What is expected:
Can you reproduce the listing below word for word, from its first line to its last?

Information given:
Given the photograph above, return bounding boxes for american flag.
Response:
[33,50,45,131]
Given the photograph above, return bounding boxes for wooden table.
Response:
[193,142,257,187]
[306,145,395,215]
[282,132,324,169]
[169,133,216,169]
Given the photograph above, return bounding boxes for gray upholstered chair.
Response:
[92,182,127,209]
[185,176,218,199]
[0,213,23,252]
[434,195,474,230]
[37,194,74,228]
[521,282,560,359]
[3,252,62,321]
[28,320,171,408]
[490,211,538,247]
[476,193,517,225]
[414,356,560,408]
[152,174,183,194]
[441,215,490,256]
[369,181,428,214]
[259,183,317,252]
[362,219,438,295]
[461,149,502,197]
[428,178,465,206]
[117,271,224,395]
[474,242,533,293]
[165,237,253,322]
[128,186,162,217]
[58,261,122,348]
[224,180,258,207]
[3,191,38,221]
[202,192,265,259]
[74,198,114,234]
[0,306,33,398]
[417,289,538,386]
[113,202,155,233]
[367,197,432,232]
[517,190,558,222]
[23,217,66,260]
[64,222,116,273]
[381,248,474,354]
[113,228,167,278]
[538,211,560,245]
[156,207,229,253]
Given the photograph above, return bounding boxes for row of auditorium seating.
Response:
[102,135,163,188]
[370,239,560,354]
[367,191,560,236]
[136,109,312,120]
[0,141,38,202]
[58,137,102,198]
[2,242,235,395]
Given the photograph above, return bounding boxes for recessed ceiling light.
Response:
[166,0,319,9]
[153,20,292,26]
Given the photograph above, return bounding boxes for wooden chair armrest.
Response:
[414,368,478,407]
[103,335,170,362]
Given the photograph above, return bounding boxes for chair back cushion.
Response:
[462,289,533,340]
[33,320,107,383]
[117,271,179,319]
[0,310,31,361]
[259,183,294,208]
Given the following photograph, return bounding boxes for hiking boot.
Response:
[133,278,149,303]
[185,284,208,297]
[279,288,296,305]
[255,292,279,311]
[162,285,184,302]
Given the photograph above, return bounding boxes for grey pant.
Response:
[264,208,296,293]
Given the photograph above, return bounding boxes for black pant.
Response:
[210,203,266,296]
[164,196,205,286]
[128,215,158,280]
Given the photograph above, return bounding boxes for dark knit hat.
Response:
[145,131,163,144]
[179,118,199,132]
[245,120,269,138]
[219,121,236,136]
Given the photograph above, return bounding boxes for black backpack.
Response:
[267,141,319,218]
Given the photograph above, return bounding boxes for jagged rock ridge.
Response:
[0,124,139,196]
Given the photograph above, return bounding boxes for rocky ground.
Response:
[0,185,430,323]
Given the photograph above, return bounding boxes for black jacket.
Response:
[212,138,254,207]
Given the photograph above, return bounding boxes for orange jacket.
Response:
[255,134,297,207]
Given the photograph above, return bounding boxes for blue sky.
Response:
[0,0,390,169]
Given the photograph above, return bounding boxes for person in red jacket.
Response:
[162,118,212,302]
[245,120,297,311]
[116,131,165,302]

Exercise response:
Given the photograph above, return bounding boxes for american flag.
Response:
[33,50,45,131]
Given the photograph above, return bounding boxes for wooden table.
Response:
[193,142,257,187]
[306,145,395,215]
[282,132,324,169]
[169,133,216,169]
Given the photograph above, return bounding boxes for gray upholstered chair.
Response:
[92,182,127,209]
[185,176,218,199]
[0,213,23,252]
[434,195,474,230]
[37,194,74,228]
[521,282,560,359]
[3,252,62,321]
[28,320,171,408]
[490,211,538,247]
[476,193,517,225]
[414,356,560,408]
[152,174,183,194]
[441,215,490,256]
[369,181,428,214]
[259,183,317,252]
[362,219,438,295]
[461,149,502,197]
[428,178,465,206]
[117,271,224,395]
[474,242,533,293]
[165,237,253,322]
[128,186,162,217]
[58,261,122,348]
[224,180,258,207]
[3,191,38,221]
[202,192,265,259]
[74,198,114,234]
[0,306,33,398]
[417,289,538,386]
[113,202,155,233]
[367,197,432,232]
[517,190,558,222]
[23,217,66,260]
[64,222,116,273]
[381,248,474,354]
[113,228,167,278]
[538,211,560,245]
[156,207,229,253]
Given the photograph above, return bounding boxes for row of auditorium seating.
Response:
[102,135,163,188]
[370,239,560,354]
[367,191,560,236]
[136,109,312,120]
[0,141,38,202]
[58,137,102,198]
[2,242,235,395]
Given the photograph above, return bounding boxes for recessed ceiling light.
Response:
[166,0,319,9]
[153,20,292,26]
Given the photograph above, return bounding boxes for wooden chair armrest.
Response:
[414,368,478,407]
[103,335,170,362]
Given the photograph above, return bounding boxes for chair back cushion.
Response:
[462,289,533,340]
[33,320,107,383]
[117,271,179,319]
[0,310,31,361]
[259,183,294,208]
Given the following photograph, return bounding boxes for hiking boot.
Response:
[133,278,149,303]
[185,284,208,297]
[279,288,296,305]
[255,292,279,311]
[162,285,184,302]
Given the photograph above, return bounding boxes for grey pant.
Response:
[264,208,296,293]
Given the photograph above, return bounding boxes for black pant.
Response:
[210,203,266,296]
[164,196,205,286]
[128,215,158,280]
Given the photograph above, return bounding boxes for dark knit hat.
Response:
[145,131,163,144]
[179,118,199,132]
[245,120,269,138]
[219,121,236,136]
Given the photograph above, return bounding boxes for black backpack.
Response:
[267,141,319,218]
Given the photograph above, return bounding boxes for jagged rock ridge.
Response:
[0,124,139,196]
Given the photograph above, return bounding boxes for rocky ground.
Response:
[0,185,430,323]
Given the photograph above, return bounding boxes for black jacket.
Response:
[212,138,254,207]
Given the photograph above, return bounding boxes for orange jacket.
Response:
[255,134,297,207]
Given the photograph above, return bounding boxes for blue sky.
Response:
[0,0,390,169]
Given the photograph above, return bounding boxes for person in red jacket.
Response:
[162,118,212,302]
[245,120,297,311]
[116,131,165,302]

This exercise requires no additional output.